A proteção na quarentena falhou

O pré-candidato Bebeto Betti, o cacique Simão e Chicão (de cocar)
(Foto de MPF Barra do Garças)

O secretário-executivo da Federação dos Povos e Organizações Indígenas de Mato Grosso (Fepoimt), Lucio Wayne Terowa’a, o Lucio Xavante, vê com preocupação a atuação dos políticos nas aldeias. “Tem gente branco levando a política enquanto estamos em quarentena”, denunciou Lucio em um vídeo divulgado pelo site de notícias local “A Bronca Popular”.

Lucio criticou a postura de Chicão – que fez o vídeo com o cacique Simão – dizendo que ele é um dos responsáveis por levar essas pessoas. “O senhor Chicão fica levando os brancos para fazer ação política em meio da crise de pandemia.  Repudiamos mais uma vez a entrada do seu Chicão. Ele não é índio. Não pode fazer a política agora e muito menos ser porta-voz do cacique ou do povo Xavante”, frisou o secretário da Fepoimt. Ele também pede que Funai e o Dsei Xavante reforcem a fiscalização dos territórios.

Vídeo do Lúcio Xavante

Risco eminente

A postura dos agentes políticos também contraria frontalmente a portaria 419 da presidência da Funai, publicada em 17 de março. A norma proíbe expressamente a entrada de pessoas não-autorizadas nas aldeias para a “prevenção à infecção e propagação do novo coronavírus” aos indígenas.

Com uma população de 22 mil pessoas, o povo Xavante se autodenomina de A’uwe, que na língua Jê significa “gente”. A etnia é considerada uma das mais vulneráveis à Covid-19 no Mato Grosso. Dos 71 casos de contaminação de indígenas no estado, 59 são do povo Xavante, inclusive a morte de um bebê de oito meses, diz a Sesai.

A situação motivou um relatório da Operação Amazônia Nativa (Opan) sobre “a exposição do povo Xavante ao novo coronavírus”.

Mato Grosso já soma mais de 12.157 casos confirmados da Covid-19 e 462 mortes, de acordo com dados do boletim epidemiológico do Ministério da Saúde de 25 de junho. E está de quarentena desde 31 de março.

O que dizem os citados

Procurados, os políticos responderam à reportagem da Amazônia Real. Bebeto Betti, pré-candidato a vereador de Barra do Garças, afirmou que não vai se pronunciar até ter acesso ao inquérito. Já Francisco Purificação Sousa, o Chicão, atacou o procurador Pereira Aguiar Araújo: “Freteiro é a mãe de quem tá falando. Agora, porque o promotor coloca freteiro… é porque lá tem freteiro, tem politiqueiro…”. Visivelmente irritado com os questionamentos, disse que isso é “maldição” e “coisa do demônio”.

> **DADOS DE ENTRADA**
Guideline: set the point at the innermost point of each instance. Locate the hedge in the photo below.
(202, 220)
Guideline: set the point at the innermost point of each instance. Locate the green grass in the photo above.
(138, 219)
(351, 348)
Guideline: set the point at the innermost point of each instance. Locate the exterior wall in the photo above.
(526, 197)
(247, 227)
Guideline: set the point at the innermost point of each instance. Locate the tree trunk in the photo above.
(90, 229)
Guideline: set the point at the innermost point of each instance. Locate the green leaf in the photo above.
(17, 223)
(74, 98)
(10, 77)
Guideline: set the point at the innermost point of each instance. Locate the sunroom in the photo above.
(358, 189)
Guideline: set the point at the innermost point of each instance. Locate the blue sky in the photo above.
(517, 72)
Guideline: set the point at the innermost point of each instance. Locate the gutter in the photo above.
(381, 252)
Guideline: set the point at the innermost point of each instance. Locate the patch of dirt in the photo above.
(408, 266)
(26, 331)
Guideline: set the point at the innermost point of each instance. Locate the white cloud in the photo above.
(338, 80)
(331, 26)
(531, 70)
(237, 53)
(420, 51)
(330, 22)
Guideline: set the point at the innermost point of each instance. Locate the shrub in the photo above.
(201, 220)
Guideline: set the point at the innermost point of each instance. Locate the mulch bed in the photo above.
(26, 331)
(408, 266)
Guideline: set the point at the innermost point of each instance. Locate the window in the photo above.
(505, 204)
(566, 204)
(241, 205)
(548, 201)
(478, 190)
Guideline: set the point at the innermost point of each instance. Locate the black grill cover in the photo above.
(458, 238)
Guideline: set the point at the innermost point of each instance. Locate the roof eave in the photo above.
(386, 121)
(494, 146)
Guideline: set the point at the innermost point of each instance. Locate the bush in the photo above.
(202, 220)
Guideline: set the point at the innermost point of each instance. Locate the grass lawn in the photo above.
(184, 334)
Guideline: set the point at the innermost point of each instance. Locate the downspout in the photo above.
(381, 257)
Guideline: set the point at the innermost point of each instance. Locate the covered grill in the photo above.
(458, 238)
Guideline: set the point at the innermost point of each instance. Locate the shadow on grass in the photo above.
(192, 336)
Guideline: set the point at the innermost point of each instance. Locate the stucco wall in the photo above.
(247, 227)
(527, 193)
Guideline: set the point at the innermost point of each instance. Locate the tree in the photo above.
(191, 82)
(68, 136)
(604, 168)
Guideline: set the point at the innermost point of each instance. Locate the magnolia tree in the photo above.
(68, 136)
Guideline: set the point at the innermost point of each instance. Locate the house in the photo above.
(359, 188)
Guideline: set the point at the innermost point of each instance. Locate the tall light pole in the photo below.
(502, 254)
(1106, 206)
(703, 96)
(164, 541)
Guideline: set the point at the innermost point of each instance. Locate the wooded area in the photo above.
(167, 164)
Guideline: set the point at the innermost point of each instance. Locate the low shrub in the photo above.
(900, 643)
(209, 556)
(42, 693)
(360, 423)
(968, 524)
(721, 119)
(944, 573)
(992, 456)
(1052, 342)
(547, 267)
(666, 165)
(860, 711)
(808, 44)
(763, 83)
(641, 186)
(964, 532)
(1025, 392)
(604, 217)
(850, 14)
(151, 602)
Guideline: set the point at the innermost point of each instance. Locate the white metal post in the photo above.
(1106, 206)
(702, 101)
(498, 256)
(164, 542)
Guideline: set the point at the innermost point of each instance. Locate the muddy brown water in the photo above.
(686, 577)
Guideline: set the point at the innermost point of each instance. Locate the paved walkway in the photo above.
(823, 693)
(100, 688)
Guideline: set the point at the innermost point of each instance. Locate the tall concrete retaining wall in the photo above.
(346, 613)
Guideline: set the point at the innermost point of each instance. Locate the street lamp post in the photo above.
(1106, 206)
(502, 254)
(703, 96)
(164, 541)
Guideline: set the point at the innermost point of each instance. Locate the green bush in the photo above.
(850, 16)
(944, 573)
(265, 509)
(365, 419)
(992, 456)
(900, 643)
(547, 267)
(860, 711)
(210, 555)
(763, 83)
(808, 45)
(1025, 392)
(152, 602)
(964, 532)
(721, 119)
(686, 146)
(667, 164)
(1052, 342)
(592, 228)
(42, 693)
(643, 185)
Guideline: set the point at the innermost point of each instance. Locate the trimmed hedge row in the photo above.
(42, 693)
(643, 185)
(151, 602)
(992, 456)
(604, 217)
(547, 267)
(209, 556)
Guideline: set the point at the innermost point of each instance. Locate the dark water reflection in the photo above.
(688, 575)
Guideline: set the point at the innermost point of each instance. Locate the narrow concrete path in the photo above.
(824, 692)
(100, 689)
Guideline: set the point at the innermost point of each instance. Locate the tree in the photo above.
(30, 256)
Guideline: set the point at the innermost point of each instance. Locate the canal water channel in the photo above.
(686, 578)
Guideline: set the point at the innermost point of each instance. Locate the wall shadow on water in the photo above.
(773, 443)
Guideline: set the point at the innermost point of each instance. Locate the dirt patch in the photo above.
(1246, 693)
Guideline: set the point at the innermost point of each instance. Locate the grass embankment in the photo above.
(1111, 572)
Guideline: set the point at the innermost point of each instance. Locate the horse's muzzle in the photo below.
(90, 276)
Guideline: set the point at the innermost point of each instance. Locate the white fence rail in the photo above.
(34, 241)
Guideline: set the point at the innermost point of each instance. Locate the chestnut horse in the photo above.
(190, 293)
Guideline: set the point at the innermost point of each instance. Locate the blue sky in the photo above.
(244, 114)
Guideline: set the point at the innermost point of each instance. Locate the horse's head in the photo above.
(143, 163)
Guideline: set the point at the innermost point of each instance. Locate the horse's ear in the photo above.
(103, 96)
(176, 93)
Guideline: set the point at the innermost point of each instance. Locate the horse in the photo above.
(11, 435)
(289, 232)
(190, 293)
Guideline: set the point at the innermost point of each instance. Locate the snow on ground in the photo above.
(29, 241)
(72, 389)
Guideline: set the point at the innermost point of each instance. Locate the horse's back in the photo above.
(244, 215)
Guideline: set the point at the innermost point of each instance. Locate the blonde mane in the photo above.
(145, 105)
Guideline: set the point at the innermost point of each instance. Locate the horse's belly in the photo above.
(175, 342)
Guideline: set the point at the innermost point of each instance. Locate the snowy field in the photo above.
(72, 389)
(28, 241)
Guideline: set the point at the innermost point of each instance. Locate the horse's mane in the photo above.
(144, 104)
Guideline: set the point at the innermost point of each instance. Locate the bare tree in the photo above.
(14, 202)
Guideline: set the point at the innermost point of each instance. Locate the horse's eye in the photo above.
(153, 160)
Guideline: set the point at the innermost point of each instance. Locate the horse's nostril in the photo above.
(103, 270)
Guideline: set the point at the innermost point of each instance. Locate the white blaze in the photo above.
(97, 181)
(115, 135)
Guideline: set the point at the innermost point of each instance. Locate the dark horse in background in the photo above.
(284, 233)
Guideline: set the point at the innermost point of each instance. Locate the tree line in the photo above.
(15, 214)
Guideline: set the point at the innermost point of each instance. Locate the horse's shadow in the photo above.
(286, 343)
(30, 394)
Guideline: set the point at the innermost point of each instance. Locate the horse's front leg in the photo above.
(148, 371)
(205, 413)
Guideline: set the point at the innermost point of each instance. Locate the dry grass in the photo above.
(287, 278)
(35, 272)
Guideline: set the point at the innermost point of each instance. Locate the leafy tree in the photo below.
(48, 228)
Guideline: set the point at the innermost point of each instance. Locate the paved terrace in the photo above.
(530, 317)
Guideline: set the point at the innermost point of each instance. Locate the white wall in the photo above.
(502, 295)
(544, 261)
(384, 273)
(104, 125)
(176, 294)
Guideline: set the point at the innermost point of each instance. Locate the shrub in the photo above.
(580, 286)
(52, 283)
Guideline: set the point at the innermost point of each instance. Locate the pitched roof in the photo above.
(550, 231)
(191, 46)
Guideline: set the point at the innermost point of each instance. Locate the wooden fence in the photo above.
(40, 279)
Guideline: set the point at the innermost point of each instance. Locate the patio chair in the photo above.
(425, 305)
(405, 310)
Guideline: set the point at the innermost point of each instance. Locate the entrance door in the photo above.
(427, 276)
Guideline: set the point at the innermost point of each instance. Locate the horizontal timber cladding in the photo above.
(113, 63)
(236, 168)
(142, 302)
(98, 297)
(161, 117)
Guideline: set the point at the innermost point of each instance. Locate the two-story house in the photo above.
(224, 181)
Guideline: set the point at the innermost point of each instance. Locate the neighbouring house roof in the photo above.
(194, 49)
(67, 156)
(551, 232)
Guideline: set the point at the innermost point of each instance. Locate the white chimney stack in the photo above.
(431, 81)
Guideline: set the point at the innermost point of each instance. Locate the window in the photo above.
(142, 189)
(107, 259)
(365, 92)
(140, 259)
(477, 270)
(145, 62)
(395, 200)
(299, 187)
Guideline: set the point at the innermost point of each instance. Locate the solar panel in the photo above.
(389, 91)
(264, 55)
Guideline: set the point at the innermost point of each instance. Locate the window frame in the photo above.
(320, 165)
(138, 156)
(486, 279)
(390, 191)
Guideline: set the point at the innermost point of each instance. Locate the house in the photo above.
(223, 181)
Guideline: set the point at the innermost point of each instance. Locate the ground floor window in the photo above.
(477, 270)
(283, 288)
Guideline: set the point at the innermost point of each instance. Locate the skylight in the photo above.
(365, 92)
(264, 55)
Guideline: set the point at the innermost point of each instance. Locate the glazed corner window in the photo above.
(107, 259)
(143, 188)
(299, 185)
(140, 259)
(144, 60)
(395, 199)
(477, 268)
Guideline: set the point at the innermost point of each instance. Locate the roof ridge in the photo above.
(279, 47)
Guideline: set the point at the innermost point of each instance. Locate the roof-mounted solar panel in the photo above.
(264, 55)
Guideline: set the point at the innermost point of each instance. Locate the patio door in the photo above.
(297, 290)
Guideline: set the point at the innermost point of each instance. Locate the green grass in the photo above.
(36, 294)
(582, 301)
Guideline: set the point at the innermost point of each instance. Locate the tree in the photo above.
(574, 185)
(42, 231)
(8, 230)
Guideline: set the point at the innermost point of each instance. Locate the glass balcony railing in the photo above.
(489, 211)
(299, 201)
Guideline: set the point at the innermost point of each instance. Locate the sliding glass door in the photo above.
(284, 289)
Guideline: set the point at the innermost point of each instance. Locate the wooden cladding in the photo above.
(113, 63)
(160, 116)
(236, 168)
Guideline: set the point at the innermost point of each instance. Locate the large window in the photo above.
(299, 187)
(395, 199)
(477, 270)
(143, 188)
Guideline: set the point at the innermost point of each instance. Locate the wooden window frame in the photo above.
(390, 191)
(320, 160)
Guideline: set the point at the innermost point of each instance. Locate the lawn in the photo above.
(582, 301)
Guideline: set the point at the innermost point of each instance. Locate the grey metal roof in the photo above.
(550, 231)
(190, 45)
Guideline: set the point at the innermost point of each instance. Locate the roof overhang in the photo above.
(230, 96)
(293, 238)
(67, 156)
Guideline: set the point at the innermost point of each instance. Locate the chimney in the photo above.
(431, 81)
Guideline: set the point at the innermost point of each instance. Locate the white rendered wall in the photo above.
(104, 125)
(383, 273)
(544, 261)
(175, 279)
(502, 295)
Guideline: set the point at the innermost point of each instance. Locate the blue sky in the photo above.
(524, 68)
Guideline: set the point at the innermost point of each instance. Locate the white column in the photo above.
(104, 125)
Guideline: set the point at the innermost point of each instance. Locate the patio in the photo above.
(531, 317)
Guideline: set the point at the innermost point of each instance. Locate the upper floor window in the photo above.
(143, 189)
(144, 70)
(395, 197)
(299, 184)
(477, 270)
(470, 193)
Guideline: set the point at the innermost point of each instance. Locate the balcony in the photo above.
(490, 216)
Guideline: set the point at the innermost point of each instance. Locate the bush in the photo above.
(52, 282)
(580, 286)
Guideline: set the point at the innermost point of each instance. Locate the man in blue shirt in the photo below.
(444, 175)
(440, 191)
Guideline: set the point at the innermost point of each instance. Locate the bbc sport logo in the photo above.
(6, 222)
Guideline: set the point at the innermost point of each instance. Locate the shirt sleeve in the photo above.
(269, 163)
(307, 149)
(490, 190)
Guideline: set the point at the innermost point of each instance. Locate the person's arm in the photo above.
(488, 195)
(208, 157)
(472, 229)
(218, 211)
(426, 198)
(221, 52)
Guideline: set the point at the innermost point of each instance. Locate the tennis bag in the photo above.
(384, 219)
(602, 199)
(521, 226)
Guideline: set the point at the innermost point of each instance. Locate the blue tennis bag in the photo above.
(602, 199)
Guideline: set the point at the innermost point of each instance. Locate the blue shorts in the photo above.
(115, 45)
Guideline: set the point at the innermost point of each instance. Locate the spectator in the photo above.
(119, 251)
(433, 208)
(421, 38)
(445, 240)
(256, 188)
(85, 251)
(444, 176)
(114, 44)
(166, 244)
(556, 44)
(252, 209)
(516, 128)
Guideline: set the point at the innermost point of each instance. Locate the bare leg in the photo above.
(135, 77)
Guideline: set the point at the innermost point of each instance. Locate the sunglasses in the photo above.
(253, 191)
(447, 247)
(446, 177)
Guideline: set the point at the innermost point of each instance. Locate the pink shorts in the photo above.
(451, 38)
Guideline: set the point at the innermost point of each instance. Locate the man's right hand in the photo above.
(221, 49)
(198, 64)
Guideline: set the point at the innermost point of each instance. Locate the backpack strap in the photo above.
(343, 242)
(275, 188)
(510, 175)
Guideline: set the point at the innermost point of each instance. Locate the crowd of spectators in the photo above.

> **O QUE SE PEDE**
Responda às perguntas abaixo com base no texto sobre o povo Xavante:
1. Qual portaria da Funai proíbe a entrada de pessoas não autorizadas nas aldeias, e em que data ela foi publicada?
2. Dos 71 casos de contaminação de indígenas em Mato Grosso, quantos são do povo Xavante?
3. O que Bebeto Betti afirmou ao ser procurado pela reportagem?

> **RESPOSTA ESCRITA**
1. A portaria 419 da presidência da Funai, publicada em 17 de março.
2. 59 casos.
3. Que não vai se pronunciar até ter acesso ao inquérito.